# EXERCISE DETAILS
The entries are to be duplicated exactly, with nothing left out.

# RECORDS
"""

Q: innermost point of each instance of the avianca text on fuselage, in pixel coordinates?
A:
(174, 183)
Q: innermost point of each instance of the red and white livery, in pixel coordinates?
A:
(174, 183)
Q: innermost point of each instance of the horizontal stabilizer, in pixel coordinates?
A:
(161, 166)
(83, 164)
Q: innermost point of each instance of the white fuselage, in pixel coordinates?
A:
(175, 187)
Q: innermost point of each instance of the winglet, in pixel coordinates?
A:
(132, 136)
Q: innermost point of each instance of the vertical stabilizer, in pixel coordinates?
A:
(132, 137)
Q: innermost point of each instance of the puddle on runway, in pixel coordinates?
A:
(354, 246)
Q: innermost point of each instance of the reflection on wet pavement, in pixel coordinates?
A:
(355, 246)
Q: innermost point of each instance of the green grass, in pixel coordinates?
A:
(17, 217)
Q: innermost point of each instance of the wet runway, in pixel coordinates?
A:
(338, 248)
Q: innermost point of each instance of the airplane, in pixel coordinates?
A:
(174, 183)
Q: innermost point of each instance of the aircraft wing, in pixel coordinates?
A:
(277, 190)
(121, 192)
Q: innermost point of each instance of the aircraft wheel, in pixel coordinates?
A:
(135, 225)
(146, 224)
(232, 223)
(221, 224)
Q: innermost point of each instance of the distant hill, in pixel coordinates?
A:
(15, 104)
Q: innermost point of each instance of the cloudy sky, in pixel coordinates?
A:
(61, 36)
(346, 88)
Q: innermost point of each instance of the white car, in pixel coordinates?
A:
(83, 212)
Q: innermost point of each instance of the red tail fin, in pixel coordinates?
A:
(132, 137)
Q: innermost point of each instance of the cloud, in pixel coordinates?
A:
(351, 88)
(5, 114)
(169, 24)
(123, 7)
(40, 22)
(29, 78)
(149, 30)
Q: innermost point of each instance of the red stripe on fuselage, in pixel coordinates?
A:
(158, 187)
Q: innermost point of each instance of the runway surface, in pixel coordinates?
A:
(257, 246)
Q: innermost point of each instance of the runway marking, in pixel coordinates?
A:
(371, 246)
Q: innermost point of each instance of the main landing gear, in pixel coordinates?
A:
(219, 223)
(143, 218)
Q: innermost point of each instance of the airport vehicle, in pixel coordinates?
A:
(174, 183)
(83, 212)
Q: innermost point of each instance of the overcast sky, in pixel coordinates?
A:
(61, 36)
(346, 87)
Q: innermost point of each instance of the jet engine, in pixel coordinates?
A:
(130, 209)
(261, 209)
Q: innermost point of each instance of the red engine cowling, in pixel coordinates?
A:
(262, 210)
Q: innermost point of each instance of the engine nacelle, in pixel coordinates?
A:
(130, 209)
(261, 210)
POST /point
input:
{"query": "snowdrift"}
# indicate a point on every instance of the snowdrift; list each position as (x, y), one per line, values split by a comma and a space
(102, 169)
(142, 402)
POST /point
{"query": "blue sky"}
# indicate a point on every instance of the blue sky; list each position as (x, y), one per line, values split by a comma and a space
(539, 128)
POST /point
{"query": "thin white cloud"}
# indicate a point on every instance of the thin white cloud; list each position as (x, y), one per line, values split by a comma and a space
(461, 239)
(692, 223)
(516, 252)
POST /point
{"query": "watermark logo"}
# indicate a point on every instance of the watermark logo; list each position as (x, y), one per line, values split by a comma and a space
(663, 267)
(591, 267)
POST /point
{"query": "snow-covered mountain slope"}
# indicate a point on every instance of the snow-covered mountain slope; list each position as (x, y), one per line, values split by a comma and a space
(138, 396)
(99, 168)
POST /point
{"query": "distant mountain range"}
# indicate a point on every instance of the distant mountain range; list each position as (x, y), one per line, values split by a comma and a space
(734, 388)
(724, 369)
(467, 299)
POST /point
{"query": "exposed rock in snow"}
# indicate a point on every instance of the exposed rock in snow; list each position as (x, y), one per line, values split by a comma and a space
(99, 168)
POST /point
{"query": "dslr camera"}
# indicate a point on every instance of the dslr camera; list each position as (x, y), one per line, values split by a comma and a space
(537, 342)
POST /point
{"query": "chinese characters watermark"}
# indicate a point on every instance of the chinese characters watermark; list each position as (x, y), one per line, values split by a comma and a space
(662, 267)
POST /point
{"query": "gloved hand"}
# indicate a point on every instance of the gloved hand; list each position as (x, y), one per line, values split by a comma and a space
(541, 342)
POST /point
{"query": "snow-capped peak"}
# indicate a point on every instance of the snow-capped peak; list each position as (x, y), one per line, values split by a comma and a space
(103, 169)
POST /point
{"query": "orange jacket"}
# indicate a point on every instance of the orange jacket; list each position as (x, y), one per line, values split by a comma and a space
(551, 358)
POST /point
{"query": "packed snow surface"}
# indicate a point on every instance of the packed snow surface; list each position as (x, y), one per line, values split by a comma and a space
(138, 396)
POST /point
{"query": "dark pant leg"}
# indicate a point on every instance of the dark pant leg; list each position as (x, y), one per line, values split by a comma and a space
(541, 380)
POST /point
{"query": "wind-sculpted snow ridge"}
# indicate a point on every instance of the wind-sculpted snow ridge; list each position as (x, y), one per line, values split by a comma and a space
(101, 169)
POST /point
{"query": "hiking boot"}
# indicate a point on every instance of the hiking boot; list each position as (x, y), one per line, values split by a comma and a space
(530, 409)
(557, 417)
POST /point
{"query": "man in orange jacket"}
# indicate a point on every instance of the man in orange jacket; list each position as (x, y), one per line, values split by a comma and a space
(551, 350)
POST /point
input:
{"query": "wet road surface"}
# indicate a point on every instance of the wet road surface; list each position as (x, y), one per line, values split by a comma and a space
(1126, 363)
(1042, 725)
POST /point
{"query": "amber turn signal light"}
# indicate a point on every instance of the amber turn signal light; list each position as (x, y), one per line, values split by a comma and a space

"""

# ANSWER FOR THIS EXERCISE
Q: innermost point of each instance of the avianca text on fuselage, in pixel coordinates?
A:
(174, 183)
Q: innermost point of each instance of the red and white livery, in pixel coordinates?
A:
(174, 183)
Q: innermost point of each instance of the horizontal stabilizer, in pixel coordinates?
A:
(161, 166)
(83, 164)
Q: innermost point of each instance of the white fuselage, in pixel coordinates?
A:
(175, 187)
Q: innermost point of each instance of the winglet, in pixel coordinates?
A:
(132, 136)
Q: innermost point of each instance of the vertical stabilizer, in pixel coordinates?
A:
(132, 137)
Q: innermost point of each instance of the puddle on runway, in pixel coordinates?
A:
(354, 246)
Q: innermost point of each instance of the reflection on wet pavement, in pixel coordinates?
A:
(355, 246)
Q: innermost point of each instance of the green grass, in pixel coordinates?
A:
(17, 217)
Q: innermost point of each instance of the wet runway, in pixel coordinates?
A:
(338, 248)
Q: innermost point of each instance of the airplane, in pixel coordinates?
A:
(174, 183)
Q: innermost point of each instance of the aircraft wing, in pixel coordinates?
A:
(277, 190)
(121, 192)
Q: innermost point of each instance of the aircraft wheel, in pixel coordinates?
A:
(135, 225)
(146, 224)
(232, 223)
(221, 224)
Q: innermost point of each instance of the distant hill, in pixel coordinates?
A:
(15, 104)
Q: innermost point of each instance of the cloudy sky, in pixel coordinates?
A:
(61, 36)
(346, 88)
Q: innermost point of each instance of the white car, in pixel coordinates?
A:
(83, 212)
Q: innermost point of each instance of the red tail fin, in pixel coordinates?
A:
(132, 137)
Q: innermost point of each instance of the cloud, in pixel coordinates?
A:
(351, 88)
(5, 114)
(169, 24)
(123, 7)
(40, 22)
(29, 78)
(149, 30)
Q: innermost point of each instance of the red stripe on fuselage, in pixel coordinates?
A:
(158, 187)
Q: innermost point of each instance of the runway surface, in pixel coordinates?
A:
(257, 246)
Q: innermost point of each instance of the runway marking, in pixel coordinates?
A:
(371, 246)
Q: innermost point of each instance of the main landing gear, in pixel coordinates?
A:
(219, 223)
(143, 218)
Q: innermost point of each instance of the airport vehicle, in pixel coordinates?
A:
(174, 183)
(83, 212)
Q: innermost point of each instance of the overcast sky, in pixel coordinates?
A:
(61, 36)
(346, 87)
Q: innermost point of each instance of the jet engine, in pixel coordinates?
A:
(130, 209)
(261, 209)
Q: innermost point of each instance of the red engine cowling, in pixel coordinates?
A:
(262, 210)
Q: innermost point of each instance of the engine nacelle, in pixel coordinates?
A:
(130, 209)
(261, 210)
POST /point
input:
{"query": "snowdrift"}
# indicate a point on every instance of the snowdrift; list each position as (x, y), one per line, values split by a comma and a space
(102, 169)
(142, 402)
POST /point
{"query": "blue sky"}
# indicate a point on every instance of the blue sky; list each position as (x, y), one per line, values split by a comma and a space
(539, 128)
POST /point
{"query": "thin white cloud"}
# indicate a point on every instance of the thin white cloud; list each position as (x, y), one per line, values split by a comma and a space
(461, 239)
(692, 223)
(516, 252)
POST /point
{"query": "watermark logo"}
# indicate a point on every instance of the watermark logo; list each position as (x, y), one per line, values split by a comma and a space
(663, 267)
(591, 267)
POST /point
{"query": "snow-covered mountain slope"}
# indicate a point on every instance of the snow-covered mountain slope; list each position as (x, y), one per line, values split by a comma and a space
(138, 396)
(99, 168)
POST /point
{"query": "distant mountain range"}
# indicate a point on every instance of the distant mountain range; list each position as (x, y), one per line, values split by a comma and a space
(734, 388)
(724, 369)
(467, 299)
POST /point
{"query": "exposed rock in snow"}
# indicate a point on every instance of the exposed rock in snow; list each position as (x, y), one per line, values split by a comma and a space
(99, 168)
POST /point
{"query": "dslr camera"}
# indicate a point on every instance of the dslr camera; list each position as (x, y), one per line, values split by a comma and a space
(537, 342)
POST /point
{"query": "chinese characters watermark"}
# indicate a point on every instance of the chinese characters watermark; list each position as (x, y), one per line, values split by a comma and a space
(662, 267)
POST /point
{"query": "gloved hand"}
# indicate a point on every instance of the gloved hand; list each position as (x, y), one per line, values split by a comma and a space
(541, 342)
POST /point
{"query": "snow-capped peak"}
# indicate a point on every instance of the snow-capped peak; list each position as (x, y), one per line, values split by a comma and a space
(103, 169)
POST /point
{"query": "orange jacket"}
# indicate a point on every instance of the orange jacket; list each position as (x, y), one per line, values split by a comma and a space
(551, 358)
POST /point
{"query": "packed snow surface"}
# indicate a point on every instance of the packed snow surface; list each position as (x, y), one per line, values split by a comma and a space
(138, 396)
POST /point
{"query": "dark pant leg"}
# indicate a point on every instance of the dark pant leg; list each position as (x, y), one per line, values split by a comma and a space
(541, 380)
POST /point
{"query": "wind-sculpted snow ridge"}
# indicate a point on every instance of the wind-sculpted snow ridge; list each position as (x, y), one per line, values split by a comma and a space
(101, 169)
POST /point
{"query": "hiking boot"}
# indicate a point on every instance of the hiking boot; list each position as (x, y), one per line, values split by a comma and a space
(530, 409)
(557, 417)
POST /point
{"query": "man in orange jacket"}
# indicate a point on every instance of the man in orange jacket; list each position as (x, y), one per line, values split by a comma and a space
(551, 350)
POST /point
input:
{"query": "wet road surface"}
# indicate a point on every instance of the wet road surface; list each position as (x, y), one per line, values split by a comma and a space
(1126, 363)
(1042, 725)
POST /point
{"query": "amber turn signal light"}
# indicate a point on every instance of the amber turn signal light; list each position as (x, y), one per line, values split by a comma and a space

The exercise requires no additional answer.